= Alıştırmalar =
a) Siyaset felsefesi metninde "Siyaset Felsefesi TYT" sözcüklerini içeren yerde başlayıp "kavramları sorgulayan felsefedir." ile biten bölümü olduğu gibi çıkarınız.
b) Siyaset felsefesi metnini son cümlesinden sonra devam ettiriniz.

YKS 2024'e Evden Hazırlanın! 7/24 Online Eğitim

Hemen İncele
Felsefe

Siyaset Felsefesi TYT Felsefe Konu Anlatımı

Siyaset Felsefesi Konu Anlatımı

Bu yazımızda TYT Felsefe konularından siyaset felsefesi konu anlatımı yer almaktadır. Bu konunun ders notunu PDF olarak indirmek isterseniz yazının sonunda butona tıklayabilirsiniz.
 

Siyaset Felsefesinin Tanımı

İnsanların yönetimiyle ilgili iktidarı, iktidarın nasıl oluştuğunu, kaynağını, bireyle ilişkisini, varlığını, nasıl ve ne şekilde sürdürüldüğünü, mevcut yönetimden daha iyi bir yönetimin mümkün olup olmadığını, yönetim ile ilgili evrensel ölçütleri, genel kavramları sorgulayan felsefedir.

= Veri Listesi =
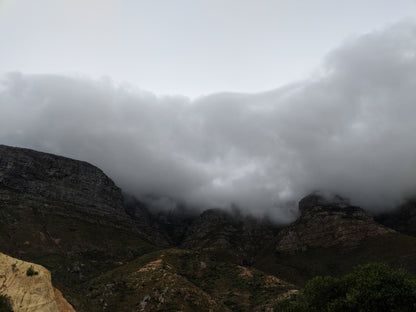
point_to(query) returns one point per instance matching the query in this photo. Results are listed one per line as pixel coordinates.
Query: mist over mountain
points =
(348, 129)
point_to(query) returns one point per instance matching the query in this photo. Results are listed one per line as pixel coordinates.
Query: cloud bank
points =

---

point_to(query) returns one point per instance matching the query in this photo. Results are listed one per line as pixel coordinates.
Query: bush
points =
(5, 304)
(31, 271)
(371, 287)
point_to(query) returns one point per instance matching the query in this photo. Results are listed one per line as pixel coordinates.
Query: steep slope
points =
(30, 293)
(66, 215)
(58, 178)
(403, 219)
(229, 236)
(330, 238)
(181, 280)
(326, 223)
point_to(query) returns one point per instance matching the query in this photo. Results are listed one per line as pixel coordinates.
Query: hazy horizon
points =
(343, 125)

= Görevlere Göre Yanıtlar =
a)
Siyaset Felsefesi TYT Felsefe Konu Anlatımı

Siyaset Felsefesi Konu Anlatımı

Bu yazımızda TYT Felsefe konularından siyaset felsefesi konu anlatımı yer almaktadır. Bu konunun ders notunu PDF olarak indirmek isterseniz yazının sonunda butona tıklayabilirsiniz.
 

Siyaset Felsefesinin Tanımı

İnsanların yönetimiyle ilgili iktidarı, iktidarın nasıl oluştuğunu, kaynağını, bireyle ilişkisini, varlığını, nasıl ve ne şekilde sürdürüldüğünü, mevcut yönetimden daha iyi bir yönetimin mümkün olup olmadığını, yönetim ile ilgili evrensel ölçütleri, genel kavramları sorgulayan felsefedir.

b)
 
Siyaset Felsefesinin Konusu ve Amacı
Siyaset felsefesinin iki temel işlevi ve amacı vardır. Birincisi kavramsal, ikincisi normatiftir. Siyaset felsefesinin ilk amacı; toplum, devlet, yasa, düzen, hak, adalet, refah, özgürlük gibi siyaset felsefesinin alanına giren kavramları açıklamaktır. İkincisi ise; belli ilkeleri ve normları ortaya koymaya ve onları savunmaya çalışmaktadır. Örneğin, adaleti sağlamak için ne tür ilkeleri kabul etmeliyiz? gibi.
 
NOT: Siyaset felsefesinin temel problemi “ideal devlet” problemidir.

Siyaset Felsefesi;

  • Günlük siyasi olaylarla ilgilenmez.
  • Olanı değil, olması gerekeni ele alır.
  • Gelecekte toplumun nasıl idare edilmesi gerektiğini ortaya koyabilmek için toplumun dününü ve bugününü inceler.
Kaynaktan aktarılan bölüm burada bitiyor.